Problem to work on
Determine how many lines of the entries below contain the string "windshield", and reply with that number alone.

[Entries drawn from a dataset]

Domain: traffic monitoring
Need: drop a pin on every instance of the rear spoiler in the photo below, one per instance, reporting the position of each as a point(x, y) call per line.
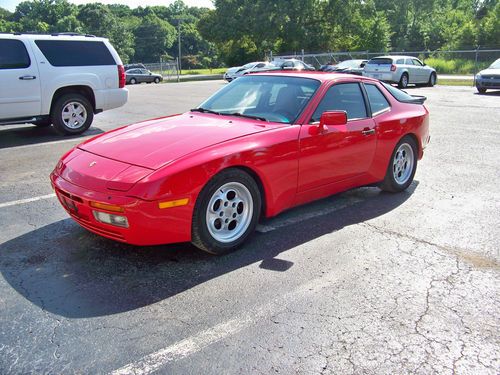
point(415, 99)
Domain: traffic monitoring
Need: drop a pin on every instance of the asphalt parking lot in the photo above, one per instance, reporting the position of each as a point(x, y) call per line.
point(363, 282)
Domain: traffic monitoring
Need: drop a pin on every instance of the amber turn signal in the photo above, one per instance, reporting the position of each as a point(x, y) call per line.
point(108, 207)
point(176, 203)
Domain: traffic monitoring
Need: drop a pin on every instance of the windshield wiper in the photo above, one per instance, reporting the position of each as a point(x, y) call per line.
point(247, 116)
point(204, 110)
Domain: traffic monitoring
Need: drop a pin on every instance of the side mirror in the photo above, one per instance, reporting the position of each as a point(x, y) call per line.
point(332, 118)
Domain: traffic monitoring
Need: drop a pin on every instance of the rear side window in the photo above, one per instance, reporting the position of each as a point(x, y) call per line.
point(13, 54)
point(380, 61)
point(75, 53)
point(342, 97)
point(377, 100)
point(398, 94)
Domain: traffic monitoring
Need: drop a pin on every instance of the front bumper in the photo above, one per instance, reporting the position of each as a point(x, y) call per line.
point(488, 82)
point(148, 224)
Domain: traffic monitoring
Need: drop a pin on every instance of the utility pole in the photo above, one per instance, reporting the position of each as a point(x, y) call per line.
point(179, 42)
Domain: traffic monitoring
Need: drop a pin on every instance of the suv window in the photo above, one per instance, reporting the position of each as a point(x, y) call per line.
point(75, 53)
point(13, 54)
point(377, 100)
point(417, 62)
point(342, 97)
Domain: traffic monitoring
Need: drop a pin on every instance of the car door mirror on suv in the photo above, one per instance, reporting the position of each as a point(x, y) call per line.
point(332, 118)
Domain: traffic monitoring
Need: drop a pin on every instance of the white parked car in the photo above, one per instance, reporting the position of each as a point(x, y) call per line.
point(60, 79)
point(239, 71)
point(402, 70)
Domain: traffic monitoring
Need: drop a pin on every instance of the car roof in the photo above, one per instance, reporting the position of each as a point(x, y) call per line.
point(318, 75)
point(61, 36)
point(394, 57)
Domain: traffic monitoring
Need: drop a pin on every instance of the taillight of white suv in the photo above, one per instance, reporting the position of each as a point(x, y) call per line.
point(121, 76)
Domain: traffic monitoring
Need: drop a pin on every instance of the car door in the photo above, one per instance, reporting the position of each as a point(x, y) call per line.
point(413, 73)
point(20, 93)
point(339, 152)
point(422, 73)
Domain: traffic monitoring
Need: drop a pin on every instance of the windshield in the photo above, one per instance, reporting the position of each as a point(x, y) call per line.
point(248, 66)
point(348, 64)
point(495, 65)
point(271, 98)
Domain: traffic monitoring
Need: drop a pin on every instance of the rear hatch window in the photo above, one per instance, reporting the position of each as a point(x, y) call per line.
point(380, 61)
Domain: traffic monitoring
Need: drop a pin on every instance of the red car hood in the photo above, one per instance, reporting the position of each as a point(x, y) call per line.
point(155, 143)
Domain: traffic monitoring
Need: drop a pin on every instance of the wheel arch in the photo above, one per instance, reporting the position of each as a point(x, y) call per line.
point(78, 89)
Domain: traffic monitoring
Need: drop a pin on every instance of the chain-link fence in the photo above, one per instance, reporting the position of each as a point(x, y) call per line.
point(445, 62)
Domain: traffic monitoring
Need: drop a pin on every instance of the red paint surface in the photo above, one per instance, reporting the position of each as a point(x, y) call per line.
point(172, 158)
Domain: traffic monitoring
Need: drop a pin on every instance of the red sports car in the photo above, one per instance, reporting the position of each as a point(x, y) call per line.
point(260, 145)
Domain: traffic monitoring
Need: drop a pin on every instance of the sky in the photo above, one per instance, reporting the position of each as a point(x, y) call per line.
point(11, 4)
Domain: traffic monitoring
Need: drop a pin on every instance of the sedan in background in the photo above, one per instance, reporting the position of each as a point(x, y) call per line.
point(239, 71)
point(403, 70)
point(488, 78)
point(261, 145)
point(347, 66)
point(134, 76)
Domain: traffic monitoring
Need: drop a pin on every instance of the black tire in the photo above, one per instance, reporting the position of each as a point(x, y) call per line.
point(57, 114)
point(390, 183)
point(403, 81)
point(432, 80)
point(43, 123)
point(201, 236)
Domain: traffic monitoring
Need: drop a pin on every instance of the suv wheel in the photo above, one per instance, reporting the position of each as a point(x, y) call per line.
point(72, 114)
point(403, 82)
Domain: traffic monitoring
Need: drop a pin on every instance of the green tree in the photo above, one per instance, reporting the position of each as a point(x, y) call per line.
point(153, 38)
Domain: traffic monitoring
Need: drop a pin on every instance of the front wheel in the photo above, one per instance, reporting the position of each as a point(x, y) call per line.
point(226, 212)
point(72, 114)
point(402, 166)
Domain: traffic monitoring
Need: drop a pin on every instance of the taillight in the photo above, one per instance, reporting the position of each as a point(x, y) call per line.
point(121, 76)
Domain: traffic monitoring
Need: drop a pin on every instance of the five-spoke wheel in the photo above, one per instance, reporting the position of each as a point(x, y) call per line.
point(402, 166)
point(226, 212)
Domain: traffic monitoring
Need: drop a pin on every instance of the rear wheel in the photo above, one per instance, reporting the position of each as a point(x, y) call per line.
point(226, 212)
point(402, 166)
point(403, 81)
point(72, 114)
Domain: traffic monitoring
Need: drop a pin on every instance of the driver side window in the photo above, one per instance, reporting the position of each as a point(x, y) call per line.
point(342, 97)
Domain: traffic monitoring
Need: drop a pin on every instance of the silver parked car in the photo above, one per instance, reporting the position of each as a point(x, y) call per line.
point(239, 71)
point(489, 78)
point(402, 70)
--
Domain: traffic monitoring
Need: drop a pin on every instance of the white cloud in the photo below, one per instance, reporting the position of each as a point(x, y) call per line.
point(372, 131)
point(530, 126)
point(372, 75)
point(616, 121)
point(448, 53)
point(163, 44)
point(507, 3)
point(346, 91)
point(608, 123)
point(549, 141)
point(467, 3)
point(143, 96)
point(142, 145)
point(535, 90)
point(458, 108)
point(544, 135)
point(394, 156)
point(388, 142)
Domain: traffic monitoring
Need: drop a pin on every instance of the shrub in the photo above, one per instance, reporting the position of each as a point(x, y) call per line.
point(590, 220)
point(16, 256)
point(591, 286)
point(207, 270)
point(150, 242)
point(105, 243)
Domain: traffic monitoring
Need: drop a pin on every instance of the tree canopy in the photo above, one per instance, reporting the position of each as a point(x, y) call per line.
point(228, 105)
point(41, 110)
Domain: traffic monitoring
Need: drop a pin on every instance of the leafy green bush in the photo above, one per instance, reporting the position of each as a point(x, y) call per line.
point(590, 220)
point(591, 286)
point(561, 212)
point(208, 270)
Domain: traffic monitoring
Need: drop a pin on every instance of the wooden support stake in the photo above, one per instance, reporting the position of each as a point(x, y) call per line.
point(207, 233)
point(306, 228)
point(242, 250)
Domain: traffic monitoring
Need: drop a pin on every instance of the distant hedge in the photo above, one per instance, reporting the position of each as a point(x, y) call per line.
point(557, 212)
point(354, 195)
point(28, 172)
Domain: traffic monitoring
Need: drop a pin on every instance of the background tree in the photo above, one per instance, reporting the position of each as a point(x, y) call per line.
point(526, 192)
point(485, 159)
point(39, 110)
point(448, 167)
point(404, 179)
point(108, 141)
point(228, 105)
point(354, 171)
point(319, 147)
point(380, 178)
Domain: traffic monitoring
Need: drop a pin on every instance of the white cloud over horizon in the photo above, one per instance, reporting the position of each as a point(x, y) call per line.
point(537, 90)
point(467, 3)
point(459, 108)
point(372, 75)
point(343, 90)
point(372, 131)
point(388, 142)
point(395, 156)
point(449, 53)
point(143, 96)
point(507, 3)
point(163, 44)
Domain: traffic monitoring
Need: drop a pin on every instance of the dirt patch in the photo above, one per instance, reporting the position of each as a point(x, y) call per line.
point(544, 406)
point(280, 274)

Correct response
2